:: Строки из источника данных ::

-=-=-

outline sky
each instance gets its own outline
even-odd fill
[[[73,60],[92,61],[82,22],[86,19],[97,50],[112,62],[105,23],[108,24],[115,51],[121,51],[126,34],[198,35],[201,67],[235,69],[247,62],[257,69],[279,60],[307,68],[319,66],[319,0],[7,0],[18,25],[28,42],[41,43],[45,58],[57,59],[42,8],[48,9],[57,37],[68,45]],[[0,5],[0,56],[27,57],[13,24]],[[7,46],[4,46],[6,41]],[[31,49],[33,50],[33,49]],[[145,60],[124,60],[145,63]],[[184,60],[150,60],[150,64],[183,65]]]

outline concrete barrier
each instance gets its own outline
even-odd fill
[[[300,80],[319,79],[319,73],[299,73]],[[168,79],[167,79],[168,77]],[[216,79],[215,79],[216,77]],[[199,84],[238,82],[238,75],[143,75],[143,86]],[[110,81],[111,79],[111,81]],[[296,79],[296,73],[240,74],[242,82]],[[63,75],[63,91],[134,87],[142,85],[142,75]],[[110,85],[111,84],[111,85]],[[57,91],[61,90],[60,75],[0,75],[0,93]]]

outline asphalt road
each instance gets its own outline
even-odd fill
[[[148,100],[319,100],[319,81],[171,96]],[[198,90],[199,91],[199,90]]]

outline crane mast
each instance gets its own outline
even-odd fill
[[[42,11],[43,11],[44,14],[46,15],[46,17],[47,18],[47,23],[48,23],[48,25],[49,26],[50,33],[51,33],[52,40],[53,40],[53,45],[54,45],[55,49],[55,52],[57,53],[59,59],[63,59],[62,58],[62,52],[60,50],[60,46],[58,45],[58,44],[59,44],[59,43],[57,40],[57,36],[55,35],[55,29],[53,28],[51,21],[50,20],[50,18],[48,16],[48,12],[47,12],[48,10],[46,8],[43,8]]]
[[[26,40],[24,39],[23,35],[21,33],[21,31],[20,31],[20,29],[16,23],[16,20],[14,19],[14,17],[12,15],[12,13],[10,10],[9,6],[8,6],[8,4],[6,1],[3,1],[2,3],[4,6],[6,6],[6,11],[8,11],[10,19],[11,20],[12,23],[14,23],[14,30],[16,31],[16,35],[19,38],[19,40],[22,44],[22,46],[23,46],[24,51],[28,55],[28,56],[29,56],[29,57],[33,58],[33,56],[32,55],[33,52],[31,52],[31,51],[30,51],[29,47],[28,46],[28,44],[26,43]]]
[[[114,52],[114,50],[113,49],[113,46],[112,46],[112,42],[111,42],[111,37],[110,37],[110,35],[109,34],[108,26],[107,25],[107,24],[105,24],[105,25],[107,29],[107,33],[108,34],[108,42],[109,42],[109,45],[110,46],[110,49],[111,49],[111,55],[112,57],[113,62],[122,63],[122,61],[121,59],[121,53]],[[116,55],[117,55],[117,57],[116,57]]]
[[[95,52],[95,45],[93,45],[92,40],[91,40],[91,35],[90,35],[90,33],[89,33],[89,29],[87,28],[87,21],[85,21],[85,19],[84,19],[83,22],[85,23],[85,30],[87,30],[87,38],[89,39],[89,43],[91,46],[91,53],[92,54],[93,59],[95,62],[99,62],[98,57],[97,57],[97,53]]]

-=-=-

Перепишите, пожалуйста, все приведённые выше строки в виде нумерованного списка, пропустив пустые.

:: Результат упражнения ::
1. outline sky
2. each instance gets its own outline
3. even-odd fill
4. [[[73,60],[92,61],[82,22],[86,19],[97,50],[112,62],[105,23],[108,24],[115,51],[121,51],[126,34],[198,35],[201,67],[235,69],[247,62],[257,69],[279,60],[307,68],[319,66],[319,0],[7,0],[18,25],[28,42],[41,43],[45,58],[57,59],[42,8],[48,9],[57,37],[68,45]],[[0,5],[0,56],[27,57],[13,24]],[[7,46],[4,46],[6,41]],[[31,49],[33,50],[33,49]],[[145,60],[124,60],[145,63]],[[184,60],[150,60],[150,64],[183,65]]]
5. outline concrete barrier
6. each instance gets its own outline
7. even-odd fill
8. [[[300,80],[319,79],[319,73],[299,73]],[[168,79],[167,79],[168,77]],[[216,79],[215,79],[216,77]],[[199,84],[238,82],[238,75],[143,75],[143,86]],[[110,81],[111,79],[111,81]],[[296,79],[296,73],[240,74],[242,82]],[[63,75],[63,91],[134,87],[142,85],[142,75]],[[110,85],[111,84],[111,85]],[[57,91],[61,90],[60,75],[0,75],[0,93]]]
9. outline asphalt road
10. each instance gets its own outline
11. even-odd fill
12. [[[148,100],[319,100],[319,81],[171,96]],[[198,90],[199,91],[199,90]]]
13. outline crane mast
14. each instance gets its own outline
15. even-odd fill
16. [[[42,11],[43,11],[44,14],[46,15],[46,17],[47,18],[47,23],[48,23],[48,25],[49,26],[50,33],[51,33],[52,40],[53,40],[53,45],[54,45],[55,49],[55,52],[57,53],[59,59],[63,59],[62,58],[62,52],[60,50],[60,46],[58,45],[58,44],[59,44],[59,43],[57,40],[57,36],[55,35],[55,29],[53,28],[51,21],[50,20],[50,18],[48,16],[48,12],[47,12],[48,10],[46,8],[43,8]]]
17. [[[26,40],[24,39],[23,35],[21,33],[21,31],[20,31],[20,29],[16,23],[16,20],[14,19],[14,17],[12,15],[12,13],[10,10],[9,6],[8,6],[8,4],[6,1],[3,1],[2,3],[4,6],[6,6],[6,11],[8,11],[10,19],[11,20],[12,23],[14,23],[14,30],[16,31],[16,35],[19,38],[19,40],[22,44],[22,46],[23,46],[24,51],[28,55],[28,56],[29,56],[29,57],[33,58],[33,56],[32,55],[33,52],[31,52],[31,51],[30,51],[29,47],[28,46],[28,44],[26,43]]]
18. [[[114,52],[114,50],[113,49],[113,46],[112,46],[112,42],[111,42],[111,37],[110,37],[110,35],[109,34],[108,26],[107,25],[107,24],[105,24],[105,25],[107,29],[107,33],[108,34],[108,42],[109,42],[109,45],[110,46],[110,49],[111,49],[111,55],[112,57],[113,62],[122,63],[122,61],[121,59],[121,53]],[[116,55],[117,55],[117,57],[116,57]]]
19. [[[95,52],[95,45],[93,45],[92,40],[91,40],[91,35],[90,35],[90,33],[89,33],[89,29],[87,28],[87,21],[85,21],[85,19],[84,19],[83,22],[85,23],[85,30],[87,30],[87,38],[89,39],[89,43],[91,46],[91,53],[92,54],[93,59],[95,62],[99,62],[98,57],[97,57],[97,53]]]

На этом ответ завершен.